# [What needs to be done]
Select every line of the items below that contains the string "belt", and copy those lines out.

# [Entries]
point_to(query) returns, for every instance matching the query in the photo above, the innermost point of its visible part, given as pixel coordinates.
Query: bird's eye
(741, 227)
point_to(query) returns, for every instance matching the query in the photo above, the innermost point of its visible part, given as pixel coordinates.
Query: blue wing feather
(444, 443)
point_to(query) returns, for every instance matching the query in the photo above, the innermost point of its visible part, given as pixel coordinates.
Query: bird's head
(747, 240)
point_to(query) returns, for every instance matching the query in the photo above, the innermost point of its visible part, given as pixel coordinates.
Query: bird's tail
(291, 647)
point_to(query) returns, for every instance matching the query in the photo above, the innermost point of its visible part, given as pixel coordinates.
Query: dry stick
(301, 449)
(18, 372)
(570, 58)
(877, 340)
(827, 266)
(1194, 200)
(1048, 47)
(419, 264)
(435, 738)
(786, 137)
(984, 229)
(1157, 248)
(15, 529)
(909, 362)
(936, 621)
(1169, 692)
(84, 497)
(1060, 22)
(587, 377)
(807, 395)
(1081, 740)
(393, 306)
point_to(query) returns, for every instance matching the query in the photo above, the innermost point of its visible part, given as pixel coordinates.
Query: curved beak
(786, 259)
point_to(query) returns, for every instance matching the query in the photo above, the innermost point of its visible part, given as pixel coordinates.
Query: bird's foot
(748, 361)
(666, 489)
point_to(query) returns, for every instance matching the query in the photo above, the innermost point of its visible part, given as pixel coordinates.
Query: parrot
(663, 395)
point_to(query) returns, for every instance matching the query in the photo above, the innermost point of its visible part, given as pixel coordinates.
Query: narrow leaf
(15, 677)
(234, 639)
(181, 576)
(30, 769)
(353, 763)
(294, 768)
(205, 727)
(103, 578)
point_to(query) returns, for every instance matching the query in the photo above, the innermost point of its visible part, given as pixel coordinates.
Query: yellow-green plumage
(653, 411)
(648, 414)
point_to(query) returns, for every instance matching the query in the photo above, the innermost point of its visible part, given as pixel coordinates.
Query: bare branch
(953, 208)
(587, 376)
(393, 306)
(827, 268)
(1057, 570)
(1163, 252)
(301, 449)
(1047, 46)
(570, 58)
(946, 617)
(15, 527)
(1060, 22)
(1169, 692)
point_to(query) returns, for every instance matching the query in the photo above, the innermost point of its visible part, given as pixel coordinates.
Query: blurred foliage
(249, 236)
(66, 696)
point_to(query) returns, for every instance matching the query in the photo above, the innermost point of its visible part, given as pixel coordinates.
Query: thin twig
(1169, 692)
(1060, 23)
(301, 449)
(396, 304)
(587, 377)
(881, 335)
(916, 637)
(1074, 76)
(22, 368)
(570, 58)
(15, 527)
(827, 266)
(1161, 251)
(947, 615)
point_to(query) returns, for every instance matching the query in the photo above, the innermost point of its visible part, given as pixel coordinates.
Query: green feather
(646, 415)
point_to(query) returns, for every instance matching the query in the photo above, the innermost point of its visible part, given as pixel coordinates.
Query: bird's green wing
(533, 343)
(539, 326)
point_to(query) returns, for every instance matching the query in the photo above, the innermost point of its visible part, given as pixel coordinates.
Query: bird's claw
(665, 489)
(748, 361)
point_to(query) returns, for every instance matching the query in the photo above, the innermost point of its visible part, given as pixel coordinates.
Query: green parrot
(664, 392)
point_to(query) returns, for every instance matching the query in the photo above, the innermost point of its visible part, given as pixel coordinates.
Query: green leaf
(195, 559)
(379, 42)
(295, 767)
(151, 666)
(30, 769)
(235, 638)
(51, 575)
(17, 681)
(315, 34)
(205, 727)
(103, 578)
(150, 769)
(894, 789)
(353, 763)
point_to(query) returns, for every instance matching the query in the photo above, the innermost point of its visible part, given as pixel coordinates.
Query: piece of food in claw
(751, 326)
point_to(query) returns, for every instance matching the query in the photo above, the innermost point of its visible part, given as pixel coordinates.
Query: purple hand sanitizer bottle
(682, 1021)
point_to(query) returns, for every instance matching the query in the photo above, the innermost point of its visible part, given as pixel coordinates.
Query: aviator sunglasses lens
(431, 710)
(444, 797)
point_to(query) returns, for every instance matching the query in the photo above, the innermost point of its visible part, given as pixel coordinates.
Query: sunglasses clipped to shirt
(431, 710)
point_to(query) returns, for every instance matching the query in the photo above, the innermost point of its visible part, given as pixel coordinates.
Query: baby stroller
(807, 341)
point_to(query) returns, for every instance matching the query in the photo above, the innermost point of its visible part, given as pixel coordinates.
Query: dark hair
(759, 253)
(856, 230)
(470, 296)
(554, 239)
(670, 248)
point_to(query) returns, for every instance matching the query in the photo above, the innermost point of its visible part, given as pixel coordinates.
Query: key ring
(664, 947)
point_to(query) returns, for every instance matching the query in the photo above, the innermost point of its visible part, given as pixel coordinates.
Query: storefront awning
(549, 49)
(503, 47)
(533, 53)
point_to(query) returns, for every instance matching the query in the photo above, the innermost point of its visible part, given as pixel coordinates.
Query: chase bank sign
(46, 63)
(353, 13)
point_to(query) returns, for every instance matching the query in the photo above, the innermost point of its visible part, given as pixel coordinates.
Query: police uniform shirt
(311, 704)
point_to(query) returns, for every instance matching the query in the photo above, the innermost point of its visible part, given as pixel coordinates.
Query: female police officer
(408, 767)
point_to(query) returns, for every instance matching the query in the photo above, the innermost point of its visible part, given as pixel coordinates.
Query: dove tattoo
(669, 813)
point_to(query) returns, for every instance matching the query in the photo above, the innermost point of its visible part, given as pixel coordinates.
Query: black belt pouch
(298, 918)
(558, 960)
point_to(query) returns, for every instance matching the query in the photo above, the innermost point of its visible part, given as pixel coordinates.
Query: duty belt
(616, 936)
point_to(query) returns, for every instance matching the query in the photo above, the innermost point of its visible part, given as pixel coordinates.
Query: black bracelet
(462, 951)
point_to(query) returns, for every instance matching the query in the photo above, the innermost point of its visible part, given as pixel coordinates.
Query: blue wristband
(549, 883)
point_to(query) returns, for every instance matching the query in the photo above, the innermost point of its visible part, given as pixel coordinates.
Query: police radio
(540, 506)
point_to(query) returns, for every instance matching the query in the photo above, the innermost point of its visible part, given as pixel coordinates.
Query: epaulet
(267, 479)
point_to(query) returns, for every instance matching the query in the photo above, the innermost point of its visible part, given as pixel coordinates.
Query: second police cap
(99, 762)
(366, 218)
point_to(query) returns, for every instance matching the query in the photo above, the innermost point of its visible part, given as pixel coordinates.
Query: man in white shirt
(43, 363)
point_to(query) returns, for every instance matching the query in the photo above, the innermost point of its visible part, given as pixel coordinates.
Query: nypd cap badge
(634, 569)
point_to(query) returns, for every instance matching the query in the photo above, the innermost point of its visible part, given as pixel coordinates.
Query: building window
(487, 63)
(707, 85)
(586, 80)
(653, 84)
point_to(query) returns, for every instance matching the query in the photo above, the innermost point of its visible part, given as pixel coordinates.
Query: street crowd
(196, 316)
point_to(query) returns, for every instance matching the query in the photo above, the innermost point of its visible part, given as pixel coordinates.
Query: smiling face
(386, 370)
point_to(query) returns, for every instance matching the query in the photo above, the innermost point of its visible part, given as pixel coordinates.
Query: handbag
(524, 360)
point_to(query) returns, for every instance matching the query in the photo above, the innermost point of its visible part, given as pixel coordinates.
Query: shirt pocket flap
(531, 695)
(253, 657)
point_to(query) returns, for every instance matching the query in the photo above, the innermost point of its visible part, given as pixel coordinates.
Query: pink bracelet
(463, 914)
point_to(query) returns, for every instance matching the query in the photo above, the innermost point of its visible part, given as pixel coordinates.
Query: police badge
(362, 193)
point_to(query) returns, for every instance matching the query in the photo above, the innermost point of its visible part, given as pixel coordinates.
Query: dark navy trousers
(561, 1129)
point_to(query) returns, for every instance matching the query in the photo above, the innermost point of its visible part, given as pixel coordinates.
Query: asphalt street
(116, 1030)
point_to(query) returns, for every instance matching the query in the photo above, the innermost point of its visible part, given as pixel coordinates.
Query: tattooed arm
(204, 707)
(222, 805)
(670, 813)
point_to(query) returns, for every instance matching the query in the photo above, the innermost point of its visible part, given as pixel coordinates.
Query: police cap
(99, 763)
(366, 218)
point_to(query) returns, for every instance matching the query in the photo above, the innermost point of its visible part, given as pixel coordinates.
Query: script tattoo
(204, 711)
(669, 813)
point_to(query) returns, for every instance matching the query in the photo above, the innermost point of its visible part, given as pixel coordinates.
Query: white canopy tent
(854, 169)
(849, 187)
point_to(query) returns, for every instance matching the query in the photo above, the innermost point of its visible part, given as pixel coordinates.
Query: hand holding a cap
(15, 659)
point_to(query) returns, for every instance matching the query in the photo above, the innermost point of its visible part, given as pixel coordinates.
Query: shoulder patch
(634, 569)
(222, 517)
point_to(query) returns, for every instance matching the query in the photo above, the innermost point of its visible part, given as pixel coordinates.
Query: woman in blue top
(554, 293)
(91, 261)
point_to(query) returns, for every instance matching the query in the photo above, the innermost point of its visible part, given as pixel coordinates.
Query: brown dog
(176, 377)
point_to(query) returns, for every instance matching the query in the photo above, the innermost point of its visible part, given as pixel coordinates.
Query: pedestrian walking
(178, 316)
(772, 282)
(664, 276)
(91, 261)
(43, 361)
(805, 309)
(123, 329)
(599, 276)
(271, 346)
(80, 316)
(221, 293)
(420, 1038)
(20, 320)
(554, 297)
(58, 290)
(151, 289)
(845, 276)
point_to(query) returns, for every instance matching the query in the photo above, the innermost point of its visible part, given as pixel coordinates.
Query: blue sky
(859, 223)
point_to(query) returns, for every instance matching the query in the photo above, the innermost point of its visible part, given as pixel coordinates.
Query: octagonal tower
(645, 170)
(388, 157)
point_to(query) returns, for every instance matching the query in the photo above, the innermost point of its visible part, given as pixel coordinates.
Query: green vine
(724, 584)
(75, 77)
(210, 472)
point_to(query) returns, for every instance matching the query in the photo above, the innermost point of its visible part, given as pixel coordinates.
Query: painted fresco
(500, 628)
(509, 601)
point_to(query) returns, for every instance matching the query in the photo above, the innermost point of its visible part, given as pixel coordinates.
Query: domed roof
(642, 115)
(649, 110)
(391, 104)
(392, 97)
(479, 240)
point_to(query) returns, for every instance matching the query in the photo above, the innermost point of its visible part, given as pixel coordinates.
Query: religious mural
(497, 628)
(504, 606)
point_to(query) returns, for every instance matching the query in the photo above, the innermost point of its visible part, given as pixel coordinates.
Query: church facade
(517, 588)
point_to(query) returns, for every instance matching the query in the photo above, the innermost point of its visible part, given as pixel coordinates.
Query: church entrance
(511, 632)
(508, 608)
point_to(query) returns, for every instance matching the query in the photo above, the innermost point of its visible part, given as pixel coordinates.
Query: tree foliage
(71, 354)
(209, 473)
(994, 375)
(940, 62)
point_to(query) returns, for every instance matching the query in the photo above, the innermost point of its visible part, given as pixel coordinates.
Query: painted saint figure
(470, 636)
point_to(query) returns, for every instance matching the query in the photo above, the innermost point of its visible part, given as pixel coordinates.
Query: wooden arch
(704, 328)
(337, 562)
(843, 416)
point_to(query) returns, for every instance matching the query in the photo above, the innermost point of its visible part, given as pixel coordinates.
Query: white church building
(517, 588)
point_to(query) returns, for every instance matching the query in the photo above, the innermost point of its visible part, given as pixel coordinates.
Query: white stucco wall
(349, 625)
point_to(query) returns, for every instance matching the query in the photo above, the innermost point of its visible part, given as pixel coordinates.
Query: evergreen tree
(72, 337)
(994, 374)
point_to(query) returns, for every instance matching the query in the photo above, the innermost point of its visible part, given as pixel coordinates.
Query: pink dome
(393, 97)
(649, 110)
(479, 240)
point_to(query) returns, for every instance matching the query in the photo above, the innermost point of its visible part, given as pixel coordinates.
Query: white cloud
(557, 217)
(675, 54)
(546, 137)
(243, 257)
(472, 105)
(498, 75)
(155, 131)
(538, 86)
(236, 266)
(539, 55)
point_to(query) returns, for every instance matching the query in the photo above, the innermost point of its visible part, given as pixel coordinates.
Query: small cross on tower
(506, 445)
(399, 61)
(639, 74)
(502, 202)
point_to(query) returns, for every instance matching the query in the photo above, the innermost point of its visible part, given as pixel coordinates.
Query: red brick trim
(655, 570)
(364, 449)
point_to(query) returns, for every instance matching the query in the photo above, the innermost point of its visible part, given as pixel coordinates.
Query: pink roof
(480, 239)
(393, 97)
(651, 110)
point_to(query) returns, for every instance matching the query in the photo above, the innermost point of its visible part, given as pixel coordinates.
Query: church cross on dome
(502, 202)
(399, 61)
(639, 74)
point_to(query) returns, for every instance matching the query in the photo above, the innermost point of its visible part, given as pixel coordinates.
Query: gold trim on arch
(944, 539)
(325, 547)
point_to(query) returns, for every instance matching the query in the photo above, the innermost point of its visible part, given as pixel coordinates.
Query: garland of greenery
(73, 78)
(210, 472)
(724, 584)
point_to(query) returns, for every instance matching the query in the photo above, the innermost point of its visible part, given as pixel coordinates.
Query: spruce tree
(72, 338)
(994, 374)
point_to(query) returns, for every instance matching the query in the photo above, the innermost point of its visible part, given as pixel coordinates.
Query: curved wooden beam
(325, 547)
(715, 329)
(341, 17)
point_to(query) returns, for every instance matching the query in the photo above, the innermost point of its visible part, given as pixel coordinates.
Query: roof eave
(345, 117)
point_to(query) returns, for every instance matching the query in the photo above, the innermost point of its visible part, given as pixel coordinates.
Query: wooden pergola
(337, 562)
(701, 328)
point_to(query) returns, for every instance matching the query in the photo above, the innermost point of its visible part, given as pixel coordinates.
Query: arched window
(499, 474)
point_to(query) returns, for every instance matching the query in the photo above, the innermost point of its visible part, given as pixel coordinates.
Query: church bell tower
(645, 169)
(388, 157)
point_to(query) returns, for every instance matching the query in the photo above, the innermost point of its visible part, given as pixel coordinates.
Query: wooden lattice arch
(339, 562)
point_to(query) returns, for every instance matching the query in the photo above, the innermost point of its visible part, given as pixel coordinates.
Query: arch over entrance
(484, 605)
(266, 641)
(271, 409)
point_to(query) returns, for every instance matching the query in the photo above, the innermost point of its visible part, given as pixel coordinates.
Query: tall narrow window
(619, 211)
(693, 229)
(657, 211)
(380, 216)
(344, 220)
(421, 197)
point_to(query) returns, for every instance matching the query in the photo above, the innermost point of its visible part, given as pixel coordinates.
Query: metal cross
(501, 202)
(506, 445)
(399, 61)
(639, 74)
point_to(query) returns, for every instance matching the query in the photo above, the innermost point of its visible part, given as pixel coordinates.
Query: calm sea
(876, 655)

# [Expected output]
Query: black belt pouch
Query: duty belt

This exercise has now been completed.